* [The problem]:
Answer these questions about the forum thread on using SRAM in a Verilog state machine:
(a) How many sets of data does the poster want to read from SR4?
(b) In the more complex example, which SRAM is data read from, and which is it written to?
(c) According to the reply at the end, what are non-blocking assignments?

I am working on a Verilog design where I am using SRAM inside a FSM. I need to synthesize it later on since I want to fabricate the IC. My question is that I have a fully working code using reg registers where I use blocking assignment for concurrent operation. Since there is no clock in this system, it works fine. Now, I want to replace these registers with SRAM based memory, which brings in clock into the system. My first thought is to use non-blocking assignment and changing the dependency list from always #(*) to always # (negedge clk).
In the code snippet below, I want to read 5 sets of data from the SRAM (SR4). So what I do is I place a counter that counts till 5 (wait_var) for this to happen. By introducing additional counter, this code ensures that at 1st clock edge it enters the counter and at subsequent clock edges, the five sets of data is read from SRAM. This technique works for simple logic such as this.
S_INIT_MEM: begin
// ******Off-Chip (External) Controller will write the data into SR4. Once data is written, init_data will be raised to 1.******
if (init_data == 1'b0) begin
CEN4 <= CEN;
WEN4 <= WEN;
RETN4 <= RETN;
EMA4 <= EMA;
A4 <= A_in;
D4 <= D_in;
end
else begin
CEN4 <= 1'b0; //SR4 is enabled
EMA4 <= 3'b0; //EMA set to 0
WEN4 <= 1'b1; //SR4 set to read mode
RETN4 <= 1'b1; //SR4 RETN is turned ON
A4 <= 8'b0000_0000;
if (wait_var < 6) begin
if (A4 == 8'b0000_0000 ) begin
NUM_DIMENSIONS <= Q4;
A4 <= 8'b0000_0001;
end
if (A4 == 8'b0000_0001 ) begin
NUM_PARTICLES <= Q4;
A4 <= 8'b0000_0010;
end
if (A4 == 8'b0000_0010 ) begin
n_gd_iterations <= Q4;
A4 <= 8'b0000_0011;
end
if (A4 == 8'b0000_0011 ) begin
iterations <= Q4;
A4 <= 8'b0000_0100;
end
if (A4 == 8'b0000_0100 ) begin
threshold_val <= Q4;
A4 <= 8'b0000_0101;
end
wait_var <= wait_var + 1;
end
//Variables have been read from SR4
if(wait_var == 6) begin
CEN4 <= 1'b1;
next_state <= S_INIT_PRNG;
wait_var <= 0;
end
else begin
next_state <= S_INIT_MEM;
end
end
end
However, when I need to write a complex logic in the similar fashion, the counter based delay method gets too complex. Eg. say I want to read data from one SRAM (SR1) and want to write it to another SRAM (SR3).
CEN1 = 1'b0;
A1 = ((particle_count-1)*NUM_DIMENSIONS) + (dimension_count-1);
if (CEN1 == 1'b0) begin
CEN3 = 1'b0;
WEN3 = 1'b0;
A3 = ((particle_count-1)*NUM_DIMENSIONS) + (dimension_count-1);
if(WEN3 == 1'b0) begin
D3 = Q1;
WEN3 = 1'b1;
CEN3 = 1'b1;
end
CEN1 = 1'b1;
end
I know this still uses blocking assignments and I need to convert them to non-blocking assignments, but if I do and I do not introduce 1 clock cycle delay manually using counter, it will not work as desired. Is there a way to get around this in a simpler manner?
Any help would be highly appreciated.
The main part is, that non-blocking assignments are a simulation only artifact and provides a way for simulation to match hardware behavior. If you use them incorrectly, you might end up with simulation time races and mismatch with hardware. In this case your verification effort goes to null.

Entries from a point annotation set:
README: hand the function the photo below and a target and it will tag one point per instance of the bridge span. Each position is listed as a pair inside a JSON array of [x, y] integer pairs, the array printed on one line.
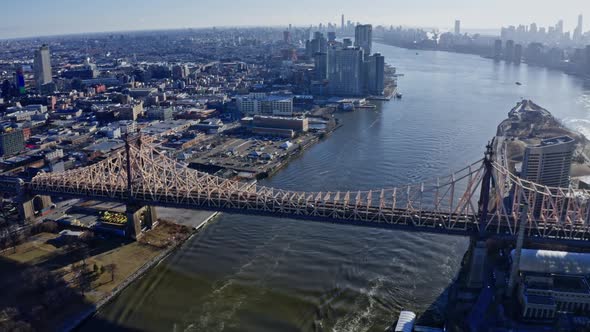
[[483, 199]]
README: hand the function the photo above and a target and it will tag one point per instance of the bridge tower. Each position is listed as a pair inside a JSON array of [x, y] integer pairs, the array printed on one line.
[[136, 213], [478, 247]]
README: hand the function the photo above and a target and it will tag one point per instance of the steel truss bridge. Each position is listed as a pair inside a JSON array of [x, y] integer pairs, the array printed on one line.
[[482, 199]]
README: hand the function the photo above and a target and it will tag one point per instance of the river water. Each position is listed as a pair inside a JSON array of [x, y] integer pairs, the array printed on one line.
[[245, 273]]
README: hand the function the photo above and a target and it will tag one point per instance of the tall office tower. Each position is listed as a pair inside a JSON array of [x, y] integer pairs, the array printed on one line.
[[19, 81], [533, 28], [559, 27], [345, 71], [517, 53], [579, 31], [375, 68], [287, 36], [319, 44], [363, 38], [11, 142], [331, 36], [42, 66], [498, 49], [321, 66], [549, 163], [509, 50]]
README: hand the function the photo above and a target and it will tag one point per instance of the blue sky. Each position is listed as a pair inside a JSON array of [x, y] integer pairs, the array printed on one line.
[[19, 18]]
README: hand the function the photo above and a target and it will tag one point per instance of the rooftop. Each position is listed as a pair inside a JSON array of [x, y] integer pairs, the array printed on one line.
[[556, 141]]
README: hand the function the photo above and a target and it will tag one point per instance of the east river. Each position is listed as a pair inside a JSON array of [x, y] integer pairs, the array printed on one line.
[[244, 273]]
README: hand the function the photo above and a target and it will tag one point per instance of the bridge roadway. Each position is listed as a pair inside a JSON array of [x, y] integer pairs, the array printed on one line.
[[253, 203]]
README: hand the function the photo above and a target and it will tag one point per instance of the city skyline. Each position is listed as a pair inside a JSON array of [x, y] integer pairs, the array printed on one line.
[[70, 17]]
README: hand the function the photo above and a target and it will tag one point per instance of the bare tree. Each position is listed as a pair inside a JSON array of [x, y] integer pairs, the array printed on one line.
[[111, 268]]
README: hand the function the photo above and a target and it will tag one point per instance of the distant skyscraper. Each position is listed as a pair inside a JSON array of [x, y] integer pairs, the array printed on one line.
[[331, 36], [375, 74], [42, 66], [498, 49], [287, 36], [517, 53], [318, 44], [321, 66], [509, 51], [559, 27], [363, 38], [345, 71], [19, 81], [579, 31]]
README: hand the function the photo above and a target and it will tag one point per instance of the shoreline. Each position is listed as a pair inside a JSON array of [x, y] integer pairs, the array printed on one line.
[[487, 57], [148, 266]]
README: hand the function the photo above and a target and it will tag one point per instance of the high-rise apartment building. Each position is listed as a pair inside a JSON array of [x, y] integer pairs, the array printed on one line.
[[363, 38], [498, 49], [12, 141], [509, 51], [549, 163], [375, 74], [345, 71], [42, 66], [331, 36], [579, 31], [321, 66]]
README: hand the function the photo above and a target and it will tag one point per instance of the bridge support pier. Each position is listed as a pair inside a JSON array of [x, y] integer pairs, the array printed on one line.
[[139, 217], [29, 207], [477, 267]]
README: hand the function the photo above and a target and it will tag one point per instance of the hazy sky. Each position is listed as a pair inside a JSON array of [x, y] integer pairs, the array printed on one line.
[[20, 18]]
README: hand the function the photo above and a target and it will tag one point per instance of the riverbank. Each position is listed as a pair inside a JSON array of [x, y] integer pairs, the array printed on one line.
[[486, 55], [138, 274]]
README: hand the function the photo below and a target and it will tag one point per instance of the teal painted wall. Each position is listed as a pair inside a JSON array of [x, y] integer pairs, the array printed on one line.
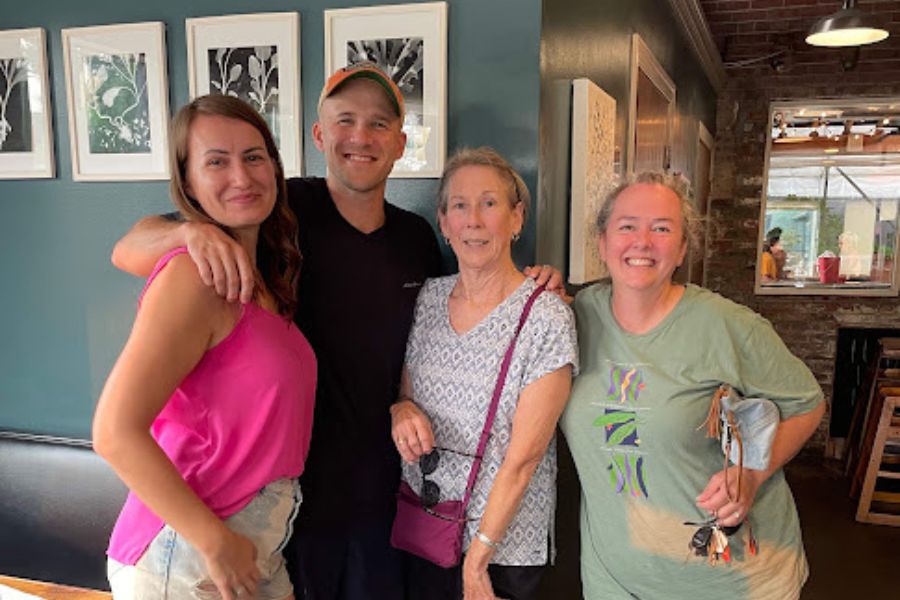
[[65, 311]]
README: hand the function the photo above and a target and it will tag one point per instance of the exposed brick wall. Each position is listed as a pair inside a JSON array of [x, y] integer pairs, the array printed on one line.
[[808, 324]]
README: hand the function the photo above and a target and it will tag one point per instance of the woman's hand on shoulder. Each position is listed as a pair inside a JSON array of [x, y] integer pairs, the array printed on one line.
[[231, 565], [551, 277], [411, 430], [221, 261]]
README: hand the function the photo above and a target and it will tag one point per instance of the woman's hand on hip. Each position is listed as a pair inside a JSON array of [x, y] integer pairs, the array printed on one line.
[[232, 566], [721, 499], [411, 430], [476, 580]]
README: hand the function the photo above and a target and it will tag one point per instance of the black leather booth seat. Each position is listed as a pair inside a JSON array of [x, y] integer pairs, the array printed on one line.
[[58, 504]]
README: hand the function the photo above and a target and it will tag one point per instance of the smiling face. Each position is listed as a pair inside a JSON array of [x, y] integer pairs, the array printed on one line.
[[359, 132], [480, 219], [229, 172], [644, 241]]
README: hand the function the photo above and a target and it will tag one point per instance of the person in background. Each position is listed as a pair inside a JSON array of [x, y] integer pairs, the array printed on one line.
[[364, 263], [773, 257], [652, 354], [206, 415], [462, 327]]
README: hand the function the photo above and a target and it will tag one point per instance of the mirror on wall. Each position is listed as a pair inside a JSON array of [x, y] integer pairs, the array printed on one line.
[[832, 187]]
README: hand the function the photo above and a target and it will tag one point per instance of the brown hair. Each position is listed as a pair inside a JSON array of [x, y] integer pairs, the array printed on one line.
[[485, 157], [691, 221], [277, 254]]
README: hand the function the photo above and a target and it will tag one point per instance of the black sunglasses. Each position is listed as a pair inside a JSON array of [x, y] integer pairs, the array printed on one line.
[[431, 491]]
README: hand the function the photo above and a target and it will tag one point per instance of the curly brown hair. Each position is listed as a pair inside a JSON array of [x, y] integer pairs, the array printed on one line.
[[277, 252]]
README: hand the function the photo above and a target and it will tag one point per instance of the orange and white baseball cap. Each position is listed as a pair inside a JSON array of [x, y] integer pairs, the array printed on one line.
[[367, 70]]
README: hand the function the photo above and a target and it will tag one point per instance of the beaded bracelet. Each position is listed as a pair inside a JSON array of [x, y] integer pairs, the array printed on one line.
[[486, 540]]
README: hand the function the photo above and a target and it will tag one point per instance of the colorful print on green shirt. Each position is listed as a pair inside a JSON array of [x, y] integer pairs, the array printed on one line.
[[626, 462]]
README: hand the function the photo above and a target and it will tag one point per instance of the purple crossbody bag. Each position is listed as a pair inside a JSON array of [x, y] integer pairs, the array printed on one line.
[[436, 533]]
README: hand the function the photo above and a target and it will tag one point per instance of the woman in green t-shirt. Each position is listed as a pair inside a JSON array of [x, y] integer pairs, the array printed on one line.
[[653, 352]]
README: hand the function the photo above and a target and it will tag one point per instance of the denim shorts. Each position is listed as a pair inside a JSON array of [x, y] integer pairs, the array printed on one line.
[[171, 569]]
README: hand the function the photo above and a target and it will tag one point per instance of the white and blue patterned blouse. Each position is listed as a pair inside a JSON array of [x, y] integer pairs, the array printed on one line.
[[453, 377]]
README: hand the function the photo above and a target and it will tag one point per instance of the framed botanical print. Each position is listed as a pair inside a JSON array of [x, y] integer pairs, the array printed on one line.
[[408, 42], [118, 101], [26, 136], [254, 57]]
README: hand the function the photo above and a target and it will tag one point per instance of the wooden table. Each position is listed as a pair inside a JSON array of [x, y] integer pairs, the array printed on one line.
[[53, 591]]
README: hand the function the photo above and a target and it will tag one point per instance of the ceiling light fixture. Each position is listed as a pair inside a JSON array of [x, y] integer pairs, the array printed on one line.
[[847, 27]]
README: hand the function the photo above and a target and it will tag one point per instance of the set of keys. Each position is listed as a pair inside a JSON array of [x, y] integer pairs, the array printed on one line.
[[711, 540]]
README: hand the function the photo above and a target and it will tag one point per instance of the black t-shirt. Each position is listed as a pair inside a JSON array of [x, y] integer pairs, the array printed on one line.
[[357, 295]]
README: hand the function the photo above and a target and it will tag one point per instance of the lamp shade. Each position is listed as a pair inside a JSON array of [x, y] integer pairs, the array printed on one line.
[[847, 27]]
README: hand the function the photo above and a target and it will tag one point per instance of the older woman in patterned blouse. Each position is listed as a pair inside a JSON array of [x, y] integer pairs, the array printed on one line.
[[463, 325]]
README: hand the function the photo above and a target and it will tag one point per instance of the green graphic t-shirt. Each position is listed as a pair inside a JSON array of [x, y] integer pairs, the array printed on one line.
[[633, 425]]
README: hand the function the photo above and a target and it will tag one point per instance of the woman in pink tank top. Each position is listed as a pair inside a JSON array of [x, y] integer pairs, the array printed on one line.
[[207, 413]]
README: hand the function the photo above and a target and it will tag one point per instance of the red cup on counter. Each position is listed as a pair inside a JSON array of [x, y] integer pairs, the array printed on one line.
[[829, 269]]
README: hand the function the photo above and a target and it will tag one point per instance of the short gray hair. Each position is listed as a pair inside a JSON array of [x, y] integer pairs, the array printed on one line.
[[691, 221], [485, 157]]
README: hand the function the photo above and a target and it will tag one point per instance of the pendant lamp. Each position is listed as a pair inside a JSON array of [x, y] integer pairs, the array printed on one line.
[[847, 27]]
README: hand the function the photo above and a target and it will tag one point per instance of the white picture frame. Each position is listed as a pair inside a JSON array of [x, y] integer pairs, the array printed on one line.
[[255, 57], [410, 42], [26, 130], [593, 176], [118, 104]]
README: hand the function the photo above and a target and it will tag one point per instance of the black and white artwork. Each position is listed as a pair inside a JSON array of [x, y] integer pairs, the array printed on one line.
[[250, 74], [115, 95], [118, 107], [401, 58], [254, 57], [15, 113]]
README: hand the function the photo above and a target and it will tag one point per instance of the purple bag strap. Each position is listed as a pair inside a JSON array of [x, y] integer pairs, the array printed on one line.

* [Answer for the task]:
(a) Five sets of data.
(b) Data is read from SR1 and written to SR3.
(c) They are a simulation-only artifact that lets simulation match hardware behavior.